━━ TEXTAUSZUG

Die Rauschzustände mit delierender Kamera einfangen

■ »Wild in the Streets« — Ein Drogen-Movie aus den Sechzigern im Eiszeit

Wie allgemein bekannt ist, gab es ab Mitte der sechziger Jahre eine ganze Menge Leute, die zu viele verbotene Substanzen zu sich nahmen und deshalb etwas weicher in der Birne wurden, als ihnen guttat. Das Absurdeste an der Situation war allerdings, daß ausgerechnet diejenigen, die solche Mittel nicht konsumierten, sich durch diese Kindsköpfe ernstlich bedroht fühlten.

Drogen waren schon seit der Stummfilmzeit ein beliebtes Filmthema, weil sie die Möglichkeit boten, Sex, Gewalt und andere Widerlichkeiten darzustellen, aber gleichzeitig per pseudoaufklärerisch erhobenem Zeigefinger durch die Zensur zu rutschen. Damals waren Kokain und Opium der Vorwand. 1959, als LSD noch weithin unbekannt war, stellte Vincent Price in The Tingler den allerersten Acid-Rausch auf Leinwand dar. Als LSD schließlich modern geworden war, nutzten viele Filmemacher diese Möglichkeit, Kinobesucher zu schockieren. Ein eigenes Genre entstand, in dem versucht wurde, die Rauschzustände mit einer delirierenden Kamera, Fischaugenobjektiven, Doppelbelichtungen und eingefärbten Negativen darzustellen.

Roger Cormans The Trip, geschrieben von Jack Nicholson, mit Peter Fonda und Dennis Hopper in den Hauptrollen, war der kommerzielle Höhepunkt des Genres, das ohne die Hippie-Bewegung nicht denkbar gewesen wäre. Aber auch die Schlußsequenz eines Klassikers wie 2001 — Odyssee im Weltraum ist eindeutig beeinflußt von den LSD- Movies der Sechziger.

━━━━

▶ _ZU ERLEDIGENDE AUFGABEN_:
• a. Schreiben Sie aus dem Artikel über Drogenfilme den Abschnitt ab, beginnend mit „Roger Cormans The“ und weiter bis einschließlich „Movies der Sechziger.“.
• b. Nennen Sie bitte alle filmischen Mittel, mit denen laut dem Artikel über Drogenfilme die Rauschzustände dargestellt wurden.
• c. Setzen Sie den Artikel über Drogenfilme im Anschluss an seinen letzten Satz fort.

━━ BEREITGESTELLTE DATEN

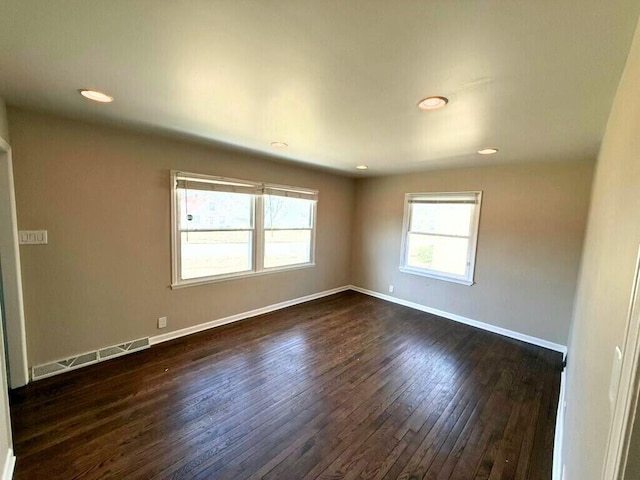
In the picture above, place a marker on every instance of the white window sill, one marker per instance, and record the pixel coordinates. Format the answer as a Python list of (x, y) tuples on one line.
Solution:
[(233, 276), (446, 278)]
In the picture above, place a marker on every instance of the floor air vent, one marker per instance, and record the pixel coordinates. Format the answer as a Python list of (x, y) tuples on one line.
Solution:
[(61, 366), (123, 349)]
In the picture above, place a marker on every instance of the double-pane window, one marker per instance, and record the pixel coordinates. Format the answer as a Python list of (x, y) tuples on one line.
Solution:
[(440, 235), (227, 228)]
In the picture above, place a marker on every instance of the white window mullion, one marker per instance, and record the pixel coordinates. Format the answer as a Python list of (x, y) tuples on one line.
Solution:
[(258, 244)]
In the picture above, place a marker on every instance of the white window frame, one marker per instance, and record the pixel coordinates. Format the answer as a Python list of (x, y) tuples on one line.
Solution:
[(444, 197), (258, 190)]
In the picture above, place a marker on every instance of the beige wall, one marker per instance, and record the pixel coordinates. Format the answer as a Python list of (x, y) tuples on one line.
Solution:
[(606, 279), (530, 239), (5, 422), (103, 195), (4, 124), (632, 471)]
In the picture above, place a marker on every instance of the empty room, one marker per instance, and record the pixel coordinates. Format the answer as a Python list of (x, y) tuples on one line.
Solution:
[(320, 239)]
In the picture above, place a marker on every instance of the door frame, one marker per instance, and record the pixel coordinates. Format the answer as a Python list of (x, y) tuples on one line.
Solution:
[(628, 389), (11, 274)]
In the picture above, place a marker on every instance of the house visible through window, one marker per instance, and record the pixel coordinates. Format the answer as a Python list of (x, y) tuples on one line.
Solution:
[(440, 235), (226, 228)]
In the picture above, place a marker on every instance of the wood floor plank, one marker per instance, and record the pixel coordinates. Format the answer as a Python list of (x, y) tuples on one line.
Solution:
[(345, 387)]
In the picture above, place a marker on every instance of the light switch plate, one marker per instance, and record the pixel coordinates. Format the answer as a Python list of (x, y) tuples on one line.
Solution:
[(32, 237)]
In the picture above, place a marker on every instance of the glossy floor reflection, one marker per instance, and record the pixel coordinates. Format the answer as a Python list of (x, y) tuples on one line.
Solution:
[(343, 387)]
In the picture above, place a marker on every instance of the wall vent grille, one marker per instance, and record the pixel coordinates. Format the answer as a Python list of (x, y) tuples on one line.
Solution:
[(54, 368)]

━━━━

▶ _ANTWORTEN JE AUFGABE_:
• a.
Roger Cormans The Trip, geschrieben von Jack Nicholson, mit Peter Fonda und Dennis Hopper in den Hauptrollen, war der kommerzielle Höhepunkt des Genres, das ohne die Hippie-Bewegung nicht denkbar gewesen wäre. Aber auch die Schlußsequenz eines Klassikers wie 2001 — Odyssee im Weltraum ist eindeutig beeinflußt von den LSD- Movies der Sechziger.

• b. delirierende Kamera, Fischaugenobjektive, Doppelbelichtungen, eingefärbte Negative

• c.
Vor allem die Produktionsfirma American International Pictures stürzte sich auf dieses Thema. AIP war auf den Teenie-Markt spezialisiert, ihre Produktionen waren schnell und billig, ihre Regisseure zweitklassig oder überzeugte B-Picture-Lieferanten wie eben Corman. In den Sechzigern war AIP eine der kommerziell erfolgreichsten Hollywood-Firmen, während die Kritiker sich beschwerten, daß diese Filme schamlose Angriffe auf die Grundwerte der modernen Zivilisation darstellen. Klar, daß so was den pubertierenden Minderjährigen mehr zusagte als etwa Doktor Schiwago und die Kassen klingeln ließ.

1968 drehte der sonst nicht weiter in Erscheinung getretene Barry Shear Wild in the Streets, die Geschichte des Rocksängers Max Frost (Christopher Jones), der, gedemütigt von der Mutter (Shelley Winters), alles Erwachsene haßt und mit Hilfe seiner Fans das Wahlrecht für 14jährige durchsetzt. Frost wird schließlich zum Präsidenten gewählt und bastelt die USA per Dekret zum faschistischen Jugendkult-Staat um. Seine Philosophie: »If you're thirty, you're through.« Alle Menschen über 30 werden pensioniert, die über 35jährigen werden in Lager gesteckt und dort mit LSD glücklich gestellt. Der Film endet mit einer angedeuteten neuerlichen Revolte der unter Zehnjährigen gegen die Regentschaft der Zwanzigjährigen.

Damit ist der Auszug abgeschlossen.